Data pulled from a collection
>> Begin
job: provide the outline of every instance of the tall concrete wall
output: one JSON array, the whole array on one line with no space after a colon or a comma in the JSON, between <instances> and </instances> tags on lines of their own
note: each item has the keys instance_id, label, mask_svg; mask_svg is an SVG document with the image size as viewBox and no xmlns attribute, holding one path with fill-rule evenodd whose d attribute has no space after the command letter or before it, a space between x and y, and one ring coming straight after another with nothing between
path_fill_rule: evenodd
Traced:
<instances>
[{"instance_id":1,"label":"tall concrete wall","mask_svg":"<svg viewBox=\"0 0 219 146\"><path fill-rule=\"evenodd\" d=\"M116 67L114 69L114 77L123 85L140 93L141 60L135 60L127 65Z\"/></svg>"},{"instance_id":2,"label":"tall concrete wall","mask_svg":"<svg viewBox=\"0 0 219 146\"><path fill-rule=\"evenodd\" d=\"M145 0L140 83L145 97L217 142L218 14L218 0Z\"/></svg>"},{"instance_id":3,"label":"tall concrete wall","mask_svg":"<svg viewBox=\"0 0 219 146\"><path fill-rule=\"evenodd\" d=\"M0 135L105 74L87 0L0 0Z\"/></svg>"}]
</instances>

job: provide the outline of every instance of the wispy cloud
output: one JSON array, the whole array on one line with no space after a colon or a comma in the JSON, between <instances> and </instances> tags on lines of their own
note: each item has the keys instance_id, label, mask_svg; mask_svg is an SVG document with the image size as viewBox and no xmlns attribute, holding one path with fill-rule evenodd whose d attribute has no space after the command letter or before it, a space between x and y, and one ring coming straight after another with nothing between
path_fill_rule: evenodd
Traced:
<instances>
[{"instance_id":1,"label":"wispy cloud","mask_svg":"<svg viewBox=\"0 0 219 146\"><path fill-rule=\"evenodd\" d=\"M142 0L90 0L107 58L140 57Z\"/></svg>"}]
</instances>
>> End
>> Begin
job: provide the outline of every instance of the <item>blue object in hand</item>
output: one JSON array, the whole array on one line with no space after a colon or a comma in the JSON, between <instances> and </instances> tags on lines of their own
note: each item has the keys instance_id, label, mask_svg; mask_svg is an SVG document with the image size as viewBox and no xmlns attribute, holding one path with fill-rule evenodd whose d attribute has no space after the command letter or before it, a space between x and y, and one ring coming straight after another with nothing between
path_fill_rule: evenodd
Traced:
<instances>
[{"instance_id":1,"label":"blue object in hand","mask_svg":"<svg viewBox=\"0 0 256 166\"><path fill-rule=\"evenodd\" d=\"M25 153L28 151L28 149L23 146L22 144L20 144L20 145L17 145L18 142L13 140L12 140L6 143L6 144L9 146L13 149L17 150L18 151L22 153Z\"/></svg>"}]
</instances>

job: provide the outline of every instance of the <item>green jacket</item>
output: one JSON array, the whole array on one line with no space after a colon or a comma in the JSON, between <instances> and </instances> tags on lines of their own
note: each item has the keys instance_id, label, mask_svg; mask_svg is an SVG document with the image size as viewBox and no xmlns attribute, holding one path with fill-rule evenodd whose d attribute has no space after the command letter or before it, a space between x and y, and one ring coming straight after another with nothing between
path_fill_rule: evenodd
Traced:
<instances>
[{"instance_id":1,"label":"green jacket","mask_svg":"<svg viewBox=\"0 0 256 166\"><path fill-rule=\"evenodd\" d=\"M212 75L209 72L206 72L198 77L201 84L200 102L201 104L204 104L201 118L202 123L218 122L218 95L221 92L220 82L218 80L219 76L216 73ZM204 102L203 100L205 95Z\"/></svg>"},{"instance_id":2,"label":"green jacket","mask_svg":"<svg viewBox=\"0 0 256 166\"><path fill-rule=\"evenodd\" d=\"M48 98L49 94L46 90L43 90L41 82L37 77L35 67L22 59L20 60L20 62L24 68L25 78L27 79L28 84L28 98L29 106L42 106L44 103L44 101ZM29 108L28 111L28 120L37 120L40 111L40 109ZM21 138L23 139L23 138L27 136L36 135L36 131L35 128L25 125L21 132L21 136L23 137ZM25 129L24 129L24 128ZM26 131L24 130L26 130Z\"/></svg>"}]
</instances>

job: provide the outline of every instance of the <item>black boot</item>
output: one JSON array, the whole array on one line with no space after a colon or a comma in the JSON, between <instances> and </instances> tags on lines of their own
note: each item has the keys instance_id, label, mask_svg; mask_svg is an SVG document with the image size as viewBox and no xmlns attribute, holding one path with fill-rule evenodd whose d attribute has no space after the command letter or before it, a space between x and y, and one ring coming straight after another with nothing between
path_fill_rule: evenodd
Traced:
>> End
>> Begin
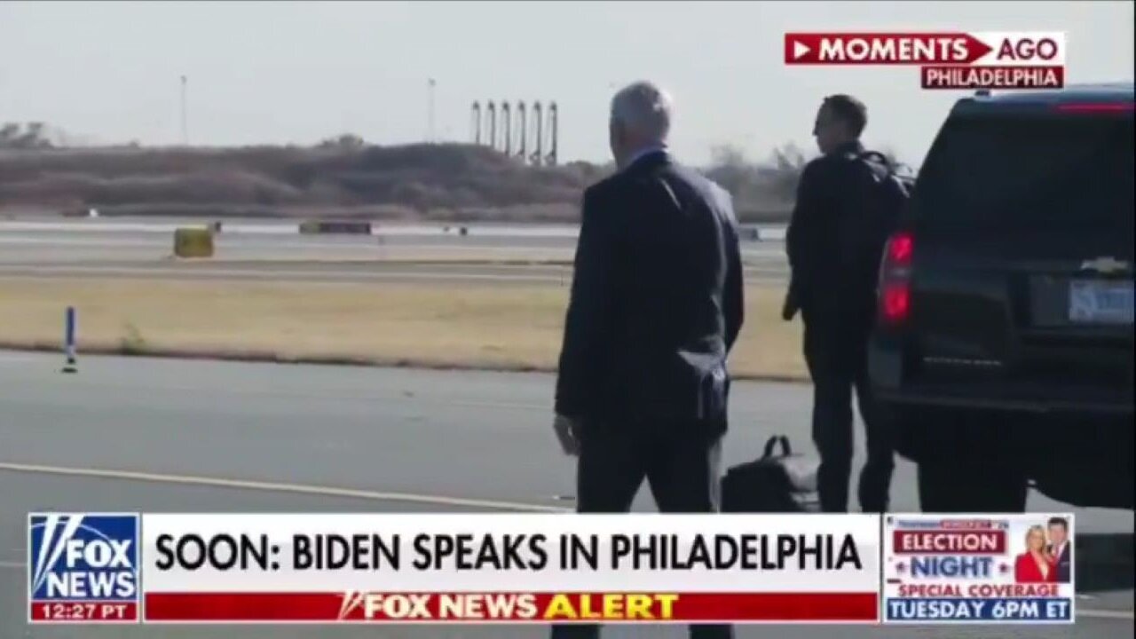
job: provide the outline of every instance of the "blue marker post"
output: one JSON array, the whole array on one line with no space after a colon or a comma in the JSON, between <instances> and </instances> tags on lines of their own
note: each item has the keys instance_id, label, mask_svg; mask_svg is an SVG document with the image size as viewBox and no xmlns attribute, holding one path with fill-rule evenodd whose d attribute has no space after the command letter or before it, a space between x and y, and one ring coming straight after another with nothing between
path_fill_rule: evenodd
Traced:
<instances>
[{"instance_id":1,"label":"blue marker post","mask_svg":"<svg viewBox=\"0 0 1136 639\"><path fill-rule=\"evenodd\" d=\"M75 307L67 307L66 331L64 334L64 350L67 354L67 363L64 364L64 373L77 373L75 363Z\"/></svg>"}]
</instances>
>> End
- **Task statement**:
From the entries above, copy only the lines that contain the string "hand". The match is case-sensitive.

- **Answer to this task**:
job: provide the outline of every instance of the <item>blue object in hand</item>
[{"instance_id":1,"label":"blue object in hand","mask_svg":"<svg viewBox=\"0 0 256 166\"><path fill-rule=\"evenodd\" d=\"M25 153L28 151L28 149L23 146L22 144L20 144L20 145L17 145L18 142L13 140L12 140L6 143L6 144L9 146L13 149L17 150L18 151L22 153Z\"/></svg>"}]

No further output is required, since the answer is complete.